• Work required
Could you convert the data, from its first line through the line containing "box: [8, 0, 500, 333]", into a numbered list with any blank lines left out?

BEGIN

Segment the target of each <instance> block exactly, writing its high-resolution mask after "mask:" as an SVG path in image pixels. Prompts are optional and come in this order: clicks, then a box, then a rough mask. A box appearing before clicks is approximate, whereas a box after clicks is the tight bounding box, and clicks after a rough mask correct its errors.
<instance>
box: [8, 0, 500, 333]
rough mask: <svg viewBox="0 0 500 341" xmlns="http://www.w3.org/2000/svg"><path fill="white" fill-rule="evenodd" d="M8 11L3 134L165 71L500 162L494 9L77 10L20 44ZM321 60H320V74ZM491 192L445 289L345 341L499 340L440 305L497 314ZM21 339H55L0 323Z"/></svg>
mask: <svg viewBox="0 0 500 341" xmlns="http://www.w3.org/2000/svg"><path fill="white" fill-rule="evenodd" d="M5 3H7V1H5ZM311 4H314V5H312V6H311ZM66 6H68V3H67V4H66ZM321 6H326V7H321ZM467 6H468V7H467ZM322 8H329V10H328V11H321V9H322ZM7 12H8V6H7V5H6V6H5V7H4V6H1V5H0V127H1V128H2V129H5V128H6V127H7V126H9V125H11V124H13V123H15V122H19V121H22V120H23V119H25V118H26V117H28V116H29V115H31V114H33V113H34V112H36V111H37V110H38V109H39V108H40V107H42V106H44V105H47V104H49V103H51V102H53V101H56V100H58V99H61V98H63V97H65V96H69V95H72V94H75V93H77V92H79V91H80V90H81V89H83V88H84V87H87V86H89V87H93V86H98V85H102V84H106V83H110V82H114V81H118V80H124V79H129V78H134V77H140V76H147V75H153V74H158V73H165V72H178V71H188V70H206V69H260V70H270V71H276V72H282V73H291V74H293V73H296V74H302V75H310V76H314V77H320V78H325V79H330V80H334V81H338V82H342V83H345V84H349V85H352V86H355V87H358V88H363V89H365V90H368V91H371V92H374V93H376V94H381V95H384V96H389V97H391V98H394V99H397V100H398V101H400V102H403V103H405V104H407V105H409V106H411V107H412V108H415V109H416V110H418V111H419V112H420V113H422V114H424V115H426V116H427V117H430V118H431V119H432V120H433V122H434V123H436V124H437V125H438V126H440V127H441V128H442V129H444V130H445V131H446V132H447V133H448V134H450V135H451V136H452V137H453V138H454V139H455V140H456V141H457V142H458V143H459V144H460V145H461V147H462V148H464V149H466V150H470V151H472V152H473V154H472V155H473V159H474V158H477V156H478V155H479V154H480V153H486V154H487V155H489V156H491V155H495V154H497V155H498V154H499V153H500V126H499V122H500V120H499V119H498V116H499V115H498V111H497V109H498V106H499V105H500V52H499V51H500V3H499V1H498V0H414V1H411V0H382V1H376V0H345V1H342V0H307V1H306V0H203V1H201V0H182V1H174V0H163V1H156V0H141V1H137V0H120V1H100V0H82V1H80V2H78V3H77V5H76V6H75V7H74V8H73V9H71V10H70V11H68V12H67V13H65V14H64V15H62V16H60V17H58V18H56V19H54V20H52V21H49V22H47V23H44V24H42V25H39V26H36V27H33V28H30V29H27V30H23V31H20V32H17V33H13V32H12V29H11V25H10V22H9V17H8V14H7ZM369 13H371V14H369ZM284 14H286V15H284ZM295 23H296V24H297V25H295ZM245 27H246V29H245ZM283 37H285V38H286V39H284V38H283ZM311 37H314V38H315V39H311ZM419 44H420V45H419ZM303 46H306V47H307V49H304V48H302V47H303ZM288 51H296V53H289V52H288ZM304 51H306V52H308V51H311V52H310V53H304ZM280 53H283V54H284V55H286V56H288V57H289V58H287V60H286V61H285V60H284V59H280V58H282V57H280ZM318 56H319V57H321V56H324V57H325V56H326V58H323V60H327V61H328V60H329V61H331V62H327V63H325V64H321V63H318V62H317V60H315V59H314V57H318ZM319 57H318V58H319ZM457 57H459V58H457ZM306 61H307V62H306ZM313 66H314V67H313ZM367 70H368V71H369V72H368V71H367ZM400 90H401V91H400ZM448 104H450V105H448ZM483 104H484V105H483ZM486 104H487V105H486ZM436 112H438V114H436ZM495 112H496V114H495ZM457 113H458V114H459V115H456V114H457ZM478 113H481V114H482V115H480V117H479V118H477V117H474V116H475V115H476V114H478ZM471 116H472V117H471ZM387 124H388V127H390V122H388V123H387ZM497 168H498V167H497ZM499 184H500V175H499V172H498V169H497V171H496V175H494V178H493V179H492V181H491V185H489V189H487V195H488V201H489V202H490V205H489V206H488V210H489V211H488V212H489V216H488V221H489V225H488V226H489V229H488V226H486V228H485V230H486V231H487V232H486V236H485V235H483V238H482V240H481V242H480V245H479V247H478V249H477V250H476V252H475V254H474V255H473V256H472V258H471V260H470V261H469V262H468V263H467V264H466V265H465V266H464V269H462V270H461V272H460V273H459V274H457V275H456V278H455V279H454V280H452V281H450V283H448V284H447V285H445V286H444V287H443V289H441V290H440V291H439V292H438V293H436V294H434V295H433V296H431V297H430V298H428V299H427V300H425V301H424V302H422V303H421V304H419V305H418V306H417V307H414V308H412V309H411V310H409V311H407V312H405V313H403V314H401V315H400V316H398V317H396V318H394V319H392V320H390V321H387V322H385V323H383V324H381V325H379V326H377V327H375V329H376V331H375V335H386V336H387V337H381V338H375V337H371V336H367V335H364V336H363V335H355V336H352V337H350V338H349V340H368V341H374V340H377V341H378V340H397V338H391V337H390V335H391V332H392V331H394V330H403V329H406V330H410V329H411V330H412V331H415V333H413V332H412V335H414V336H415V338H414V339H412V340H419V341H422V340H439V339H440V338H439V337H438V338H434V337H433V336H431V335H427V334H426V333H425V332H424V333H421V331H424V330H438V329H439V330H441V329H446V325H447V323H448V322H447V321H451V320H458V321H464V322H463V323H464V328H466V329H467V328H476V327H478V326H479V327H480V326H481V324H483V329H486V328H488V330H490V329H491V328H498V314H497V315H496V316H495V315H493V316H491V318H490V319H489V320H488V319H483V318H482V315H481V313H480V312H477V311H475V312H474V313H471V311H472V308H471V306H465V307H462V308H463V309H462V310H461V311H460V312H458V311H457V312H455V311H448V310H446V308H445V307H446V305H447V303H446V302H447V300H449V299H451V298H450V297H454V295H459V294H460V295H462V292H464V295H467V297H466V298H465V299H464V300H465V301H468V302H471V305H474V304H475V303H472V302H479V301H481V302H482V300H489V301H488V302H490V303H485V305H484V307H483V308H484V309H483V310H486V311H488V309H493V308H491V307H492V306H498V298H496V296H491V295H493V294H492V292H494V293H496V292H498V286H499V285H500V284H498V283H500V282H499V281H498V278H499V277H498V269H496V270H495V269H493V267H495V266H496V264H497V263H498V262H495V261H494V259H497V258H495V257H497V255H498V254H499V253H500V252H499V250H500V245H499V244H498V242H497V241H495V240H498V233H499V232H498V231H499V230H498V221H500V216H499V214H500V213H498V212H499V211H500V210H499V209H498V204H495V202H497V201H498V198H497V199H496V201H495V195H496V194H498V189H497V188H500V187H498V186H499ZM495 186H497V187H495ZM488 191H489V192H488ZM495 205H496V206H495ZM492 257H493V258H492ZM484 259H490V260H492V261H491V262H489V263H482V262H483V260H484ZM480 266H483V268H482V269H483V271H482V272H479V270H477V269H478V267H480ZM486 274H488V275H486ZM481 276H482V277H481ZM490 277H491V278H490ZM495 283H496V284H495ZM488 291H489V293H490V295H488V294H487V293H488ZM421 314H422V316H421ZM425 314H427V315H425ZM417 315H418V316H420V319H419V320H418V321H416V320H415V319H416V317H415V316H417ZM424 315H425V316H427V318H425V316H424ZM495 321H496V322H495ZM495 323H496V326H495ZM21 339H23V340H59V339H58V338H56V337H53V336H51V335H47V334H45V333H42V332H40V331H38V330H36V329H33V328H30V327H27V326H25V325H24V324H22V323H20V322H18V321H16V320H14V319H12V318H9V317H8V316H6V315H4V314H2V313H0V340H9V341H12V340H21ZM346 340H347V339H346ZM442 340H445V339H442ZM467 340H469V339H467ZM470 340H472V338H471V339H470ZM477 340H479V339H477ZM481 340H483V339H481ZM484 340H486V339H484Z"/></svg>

END

• Task result
1. Segment the target of each <instance> block exactly, writing its high-resolution mask after "mask:" as an SVG path in image pixels. Prompts are optional and come in this order: clicks, then a box, then a rough mask. A box appearing before clicks is approximate, whereas a box after clicks is the tight bounding box, and clicks after a rough mask correct its errors.
2. <instance>
3. box: [8, 0, 500, 333]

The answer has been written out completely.